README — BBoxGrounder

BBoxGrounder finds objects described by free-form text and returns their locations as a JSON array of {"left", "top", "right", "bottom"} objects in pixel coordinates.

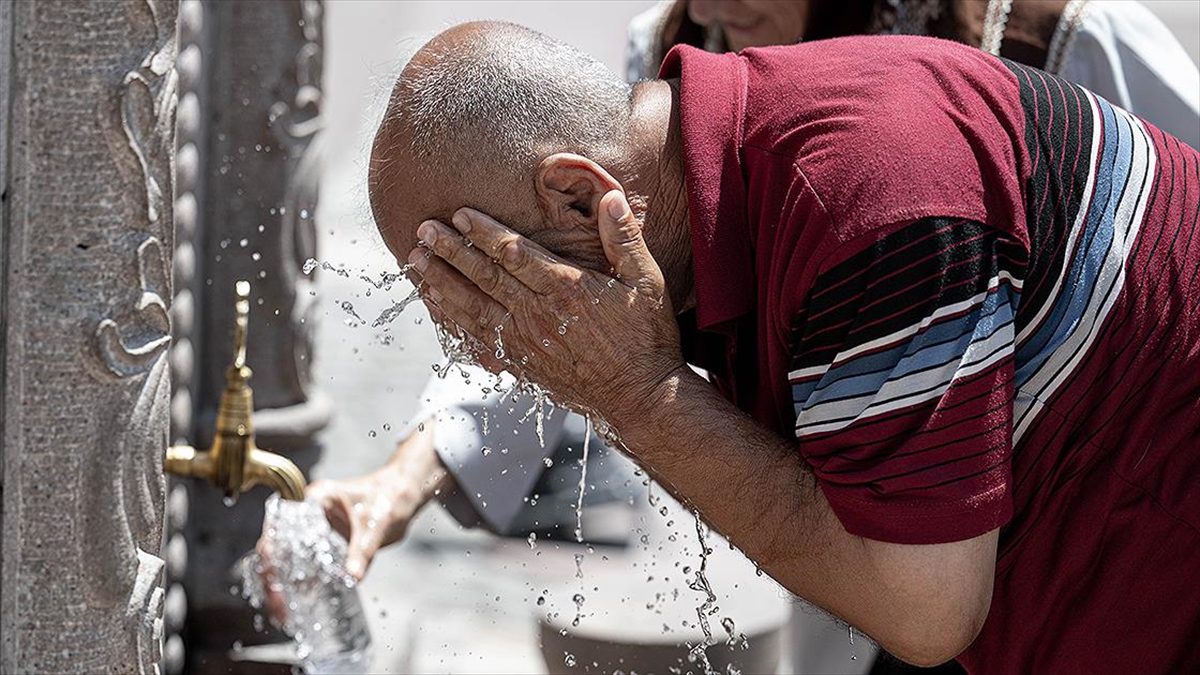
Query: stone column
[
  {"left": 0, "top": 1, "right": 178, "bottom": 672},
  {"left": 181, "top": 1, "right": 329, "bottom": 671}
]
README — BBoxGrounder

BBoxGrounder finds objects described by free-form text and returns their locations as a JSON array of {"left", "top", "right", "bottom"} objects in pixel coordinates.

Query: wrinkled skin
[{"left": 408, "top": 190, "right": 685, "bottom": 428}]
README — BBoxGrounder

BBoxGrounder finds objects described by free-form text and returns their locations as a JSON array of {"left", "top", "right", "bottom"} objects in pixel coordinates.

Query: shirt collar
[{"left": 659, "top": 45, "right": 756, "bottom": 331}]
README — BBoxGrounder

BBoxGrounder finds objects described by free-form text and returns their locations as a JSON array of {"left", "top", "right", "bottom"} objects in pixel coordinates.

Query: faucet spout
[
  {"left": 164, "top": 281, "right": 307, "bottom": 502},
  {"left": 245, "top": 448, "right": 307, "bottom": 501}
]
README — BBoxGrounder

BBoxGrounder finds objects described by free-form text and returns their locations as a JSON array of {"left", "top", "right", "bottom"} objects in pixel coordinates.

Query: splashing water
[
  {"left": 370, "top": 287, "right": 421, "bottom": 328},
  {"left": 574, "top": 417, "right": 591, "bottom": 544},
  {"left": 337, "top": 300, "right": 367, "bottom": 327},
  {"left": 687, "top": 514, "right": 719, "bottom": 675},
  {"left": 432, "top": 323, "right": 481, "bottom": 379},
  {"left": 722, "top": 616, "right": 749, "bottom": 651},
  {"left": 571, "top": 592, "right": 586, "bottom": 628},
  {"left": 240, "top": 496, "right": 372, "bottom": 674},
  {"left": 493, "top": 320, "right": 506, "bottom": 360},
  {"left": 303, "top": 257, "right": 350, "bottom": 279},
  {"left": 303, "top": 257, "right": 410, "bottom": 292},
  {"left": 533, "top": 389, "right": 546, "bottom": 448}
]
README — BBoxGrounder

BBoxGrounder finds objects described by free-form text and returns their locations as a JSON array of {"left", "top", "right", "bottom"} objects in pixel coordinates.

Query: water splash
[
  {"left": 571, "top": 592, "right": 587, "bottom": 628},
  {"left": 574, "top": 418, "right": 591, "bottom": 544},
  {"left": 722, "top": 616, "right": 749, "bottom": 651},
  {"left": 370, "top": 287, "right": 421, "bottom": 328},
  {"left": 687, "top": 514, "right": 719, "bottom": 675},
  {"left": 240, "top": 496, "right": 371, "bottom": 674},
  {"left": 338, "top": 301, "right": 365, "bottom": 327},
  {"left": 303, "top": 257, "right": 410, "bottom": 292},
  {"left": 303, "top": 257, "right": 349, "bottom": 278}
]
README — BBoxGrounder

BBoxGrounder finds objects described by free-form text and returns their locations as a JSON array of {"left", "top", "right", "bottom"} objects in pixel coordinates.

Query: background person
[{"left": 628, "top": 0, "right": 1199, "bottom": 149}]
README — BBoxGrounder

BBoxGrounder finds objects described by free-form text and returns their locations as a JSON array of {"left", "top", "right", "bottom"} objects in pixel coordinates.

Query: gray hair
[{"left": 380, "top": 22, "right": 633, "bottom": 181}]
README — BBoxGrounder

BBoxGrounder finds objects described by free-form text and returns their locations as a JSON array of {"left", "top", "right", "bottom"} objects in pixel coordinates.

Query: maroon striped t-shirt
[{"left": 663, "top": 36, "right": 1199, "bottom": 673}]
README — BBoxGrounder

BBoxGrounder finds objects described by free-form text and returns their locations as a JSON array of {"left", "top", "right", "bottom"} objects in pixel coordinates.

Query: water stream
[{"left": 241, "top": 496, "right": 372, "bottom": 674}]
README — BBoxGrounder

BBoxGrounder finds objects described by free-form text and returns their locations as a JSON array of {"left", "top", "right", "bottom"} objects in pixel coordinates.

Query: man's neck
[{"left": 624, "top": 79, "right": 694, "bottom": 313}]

* [Assigned task]
Would you transcribe each of the entries exactly, skipping the pictures?

* [Output]
README — BBoxGrounder

BBoxGrounder finds objects described by free-form text and returns their locations as a JSON array of {"left", "top", "right", "bottom"} objects in pixel coordinates.

Query: stone column
[
  {"left": 0, "top": 1, "right": 178, "bottom": 672},
  {"left": 181, "top": 1, "right": 329, "bottom": 671}
]
README — BBoxGrounder

BBoxGrounder finds objects described by free-form text and returns their locations as a JSON array of {"left", "top", "right", "bottom"} objects in pixel coordinates.

Query: wrinkled skin
[{"left": 408, "top": 190, "right": 685, "bottom": 428}]
README — BBoxGrounder

BBoxGrounder finds objects described by free-form text and returns their locations as a JSON array of {"left", "top", "right", "bottom"} objects in pixel coordinates.

Query: shirt collar
[{"left": 659, "top": 45, "right": 756, "bottom": 331}]
README — BBoxGrounder

BBoxGrounder finds objects described by free-form text and returns their locations as a JSON array of {"left", "top", "right", "bottom"} objects in pixel coordinates.

Query: faucet spout
[
  {"left": 164, "top": 281, "right": 307, "bottom": 502},
  {"left": 245, "top": 448, "right": 307, "bottom": 501}
]
README — BBoxGrounder

BBoxGrounder finds objects described by free-form text and returns their locations as a JSON array of {"left", "top", "right", "bottom"} objects in pixel coordinates.

Query: splashing water
[
  {"left": 370, "top": 287, "right": 421, "bottom": 328},
  {"left": 574, "top": 417, "right": 591, "bottom": 544},
  {"left": 337, "top": 300, "right": 367, "bottom": 327},
  {"left": 687, "top": 514, "right": 719, "bottom": 675},
  {"left": 432, "top": 323, "right": 481, "bottom": 379},
  {"left": 722, "top": 616, "right": 749, "bottom": 651},
  {"left": 571, "top": 592, "right": 586, "bottom": 628},
  {"left": 240, "top": 496, "right": 372, "bottom": 674},
  {"left": 493, "top": 320, "right": 506, "bottom": 360},
  {"left": 303, "top": 257, "right": 350, "bottom": 279},
  {"left": 303, "top": 257, "right": 410, "bottom": 292},
  {"left": 533, "top": 389, "right": 546, "bottom": 448}
]
README — BBoxGrounder

BBoxGrounder finds objects described by free-form text and returns their locations as a JSON array of {"left", "top", "right", "bottom"} objects in pixel coordinates.

Query: water splash
[
  {"left": 571, "top": 592, "right": 587, "bottom": 628},
  {"left": 574, "top": 418, "right": 591, "bottom": 544},
  {"left": 722, "top": 616, "right": 749, "bottom": 651},
  {"left": 370, "top": 287, "right": 421, "bottom": 328},
  {"left": 687, "top": 514, "right": 719, "bottom": 675},
  {"left": 240, "top": 496, "right": 371, "bottom": 674},
  {"left": 338, "top": 301, "right": 365, "bottom": 327},
  {"left": 303, "top": 257, "right": 410, "bottom": 292},
  {"left": 303, "top": 257, "right": 349, "bottom": 278}
]
README — BBoxGrounder

BBoxGrounder finds objects described by free-form text and returns their locations as a JSON array of {"left", "top", "right", "bottom"} objects in pixel coordinates.

Query: background person
[{"left": 628, "top": 0, "right": 1199, "bottom": 149}]
README — BBoxGrounder

BBoxGrounder finds objects described by free-form text and returns their locations as a JSON array of {"left", "top", "right", "bottom"} objects in pixel coordinates.

Query: gray hair
[{"left": 380, "top": 22, "right": 633, "bottom": 181}]
README — BBoxGrounder

BBoxGrounder finds objects described by free-form text and returns their locations as a JSON array of {"left", "top", "right", "bottom"} objects in pixel coordinates.

Query: maroon striped t-shirt
[{"left": 663, "top": 36, "right": 1199, "bottom": 673}]
README — BBoxGrounder

BBoxGrounder finds objects described by free-form text and returns their locations as a JSON array of {"left", "top", "right", "bottom"} objects in pixel coordinates.

Query: water stream
[{"left": 241, "top": 496, "right": 372, "bottom": 674}]
README — BBoxGrounder

BBoxGrounder finds objects described by free-form text and returns their locations as a JSON array of {"left", "top", "right", "bottom"} objects in pixel coordinates.

Query: man's neck
[{"left": 624, "top": 79, "right": 694, "bottom": 313}]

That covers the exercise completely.